Work instructions:
(1) In the news item about the HIV "elite controller," by how much did the woman's CD8 cells stall HIV replication?
(2) From the news item about the HIV "elite controller," pull out the stretch from "Tests conducted by" through "strong, Reuters reports.", word for word.

Source document:
━━━━━━

Researchers Hoping That "Elite Controller" Could Help in HIV/AIDS Vaccine Development
August 14, 2008
An HIV-positive woman who has never shown symptoms of the virus might provide insights into HIV/AIDS vaccine development, researchers from Johns Hopkins University said in a study recently published in the Journal of Virology, Reuters reports.
The researchers said the study disproved some theories about elite suppression, including those that claimed such suppression always involved a defective or weakened HIV strain, which is easier for the immune system to attack, or that genetic variants confer a protective effect in suppressors. According to Blankson, "This an extremely rare case of coinfection in a controlled, monogamous relationship, which showed us how a strong immune system in the elite suppressor kept the virus from replicating and infecting other cells." Blankson added, "Our findings offer hope to vaccine researchers because they reveal that the immune system's primary offense, known as CD8 killer T-cells, can effectively halt disease progression by a pathogenic form of HIV" (IANS/Yahoo! News, 8/12).
Tests conducted by the researchers indicate that the woman's CD8 cells stalled HIV replication by as much as 90%, while the man's cells stalled replication by 30%. In an apparent response to this attack by her immune system, the woman's HIV also has mutated to become weaker, while the man's HIV has remained strong, Reuters reports.

━━━━━━

Data shown:
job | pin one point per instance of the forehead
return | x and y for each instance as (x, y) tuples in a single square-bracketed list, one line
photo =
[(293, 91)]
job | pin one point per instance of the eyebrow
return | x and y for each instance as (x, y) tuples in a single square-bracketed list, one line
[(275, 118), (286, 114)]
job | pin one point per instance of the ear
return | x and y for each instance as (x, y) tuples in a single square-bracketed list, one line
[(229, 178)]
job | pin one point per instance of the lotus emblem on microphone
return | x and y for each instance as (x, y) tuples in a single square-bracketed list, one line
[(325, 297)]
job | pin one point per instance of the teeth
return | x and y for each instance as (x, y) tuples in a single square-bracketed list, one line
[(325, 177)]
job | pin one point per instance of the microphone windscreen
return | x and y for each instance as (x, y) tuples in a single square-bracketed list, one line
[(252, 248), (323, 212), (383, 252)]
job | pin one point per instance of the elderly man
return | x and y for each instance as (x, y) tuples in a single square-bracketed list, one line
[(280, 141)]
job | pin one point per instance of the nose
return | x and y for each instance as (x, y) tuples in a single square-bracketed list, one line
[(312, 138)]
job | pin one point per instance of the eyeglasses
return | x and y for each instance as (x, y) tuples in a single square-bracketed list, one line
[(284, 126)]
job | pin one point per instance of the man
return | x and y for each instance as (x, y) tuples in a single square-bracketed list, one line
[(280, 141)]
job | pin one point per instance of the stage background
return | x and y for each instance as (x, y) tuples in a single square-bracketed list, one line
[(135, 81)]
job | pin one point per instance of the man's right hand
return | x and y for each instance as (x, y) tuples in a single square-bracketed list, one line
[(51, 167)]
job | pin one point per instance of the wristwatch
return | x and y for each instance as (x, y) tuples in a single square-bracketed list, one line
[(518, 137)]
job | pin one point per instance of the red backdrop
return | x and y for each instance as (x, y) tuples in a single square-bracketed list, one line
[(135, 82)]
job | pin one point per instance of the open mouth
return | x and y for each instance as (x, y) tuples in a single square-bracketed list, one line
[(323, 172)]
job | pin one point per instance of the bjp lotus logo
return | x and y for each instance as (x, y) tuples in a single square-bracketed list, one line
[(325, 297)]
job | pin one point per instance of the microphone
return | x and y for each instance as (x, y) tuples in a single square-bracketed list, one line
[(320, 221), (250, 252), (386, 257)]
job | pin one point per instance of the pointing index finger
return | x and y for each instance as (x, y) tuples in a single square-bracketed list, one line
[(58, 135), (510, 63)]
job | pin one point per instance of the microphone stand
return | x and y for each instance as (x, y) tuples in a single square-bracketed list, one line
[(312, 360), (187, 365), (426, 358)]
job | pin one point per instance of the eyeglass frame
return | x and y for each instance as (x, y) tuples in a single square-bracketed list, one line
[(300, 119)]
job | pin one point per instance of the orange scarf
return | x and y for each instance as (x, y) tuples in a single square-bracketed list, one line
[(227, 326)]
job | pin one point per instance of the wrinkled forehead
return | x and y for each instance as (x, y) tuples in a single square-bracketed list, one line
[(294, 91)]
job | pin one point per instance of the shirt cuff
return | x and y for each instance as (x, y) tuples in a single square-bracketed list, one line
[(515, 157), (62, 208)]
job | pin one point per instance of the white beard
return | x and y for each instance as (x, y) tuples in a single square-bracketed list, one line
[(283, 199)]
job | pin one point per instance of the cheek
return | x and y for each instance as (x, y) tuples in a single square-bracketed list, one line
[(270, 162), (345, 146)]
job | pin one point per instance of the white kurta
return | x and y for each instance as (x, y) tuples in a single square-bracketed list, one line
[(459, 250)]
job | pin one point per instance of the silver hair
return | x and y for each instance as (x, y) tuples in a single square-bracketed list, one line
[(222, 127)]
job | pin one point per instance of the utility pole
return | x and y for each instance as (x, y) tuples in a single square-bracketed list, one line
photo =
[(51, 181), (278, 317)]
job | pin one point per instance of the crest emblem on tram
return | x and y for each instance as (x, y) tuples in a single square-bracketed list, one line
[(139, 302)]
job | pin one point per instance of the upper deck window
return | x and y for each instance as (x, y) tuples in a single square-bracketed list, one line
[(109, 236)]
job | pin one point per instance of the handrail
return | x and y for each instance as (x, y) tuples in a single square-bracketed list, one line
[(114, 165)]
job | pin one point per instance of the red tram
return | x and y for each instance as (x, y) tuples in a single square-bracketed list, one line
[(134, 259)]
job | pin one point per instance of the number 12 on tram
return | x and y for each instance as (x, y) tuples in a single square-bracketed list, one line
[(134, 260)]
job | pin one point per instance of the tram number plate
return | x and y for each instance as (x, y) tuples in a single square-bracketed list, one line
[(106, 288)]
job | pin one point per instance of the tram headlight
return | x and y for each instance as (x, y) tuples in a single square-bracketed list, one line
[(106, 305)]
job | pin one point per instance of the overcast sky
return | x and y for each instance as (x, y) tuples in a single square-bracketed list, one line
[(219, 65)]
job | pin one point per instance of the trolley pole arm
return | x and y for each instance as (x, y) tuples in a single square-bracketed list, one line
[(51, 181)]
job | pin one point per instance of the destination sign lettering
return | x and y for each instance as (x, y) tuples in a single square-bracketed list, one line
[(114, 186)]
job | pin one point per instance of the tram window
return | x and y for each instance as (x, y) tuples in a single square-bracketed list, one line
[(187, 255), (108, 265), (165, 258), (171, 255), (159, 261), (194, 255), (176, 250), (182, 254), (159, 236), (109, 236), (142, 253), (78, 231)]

━━━━━━

Activity answers:
(1) By as much as 90%.

(2)
Tests conducted by the researchers indicate that the woman's CD8 cells stalled HIV replication by as much as 90%, while the man's cells stalled replication by 30%. In an apparent response to this attack by her immune system, the woman's HIV also has mutated to become weaker, while the man's HIV has remained strong, Reuters reports.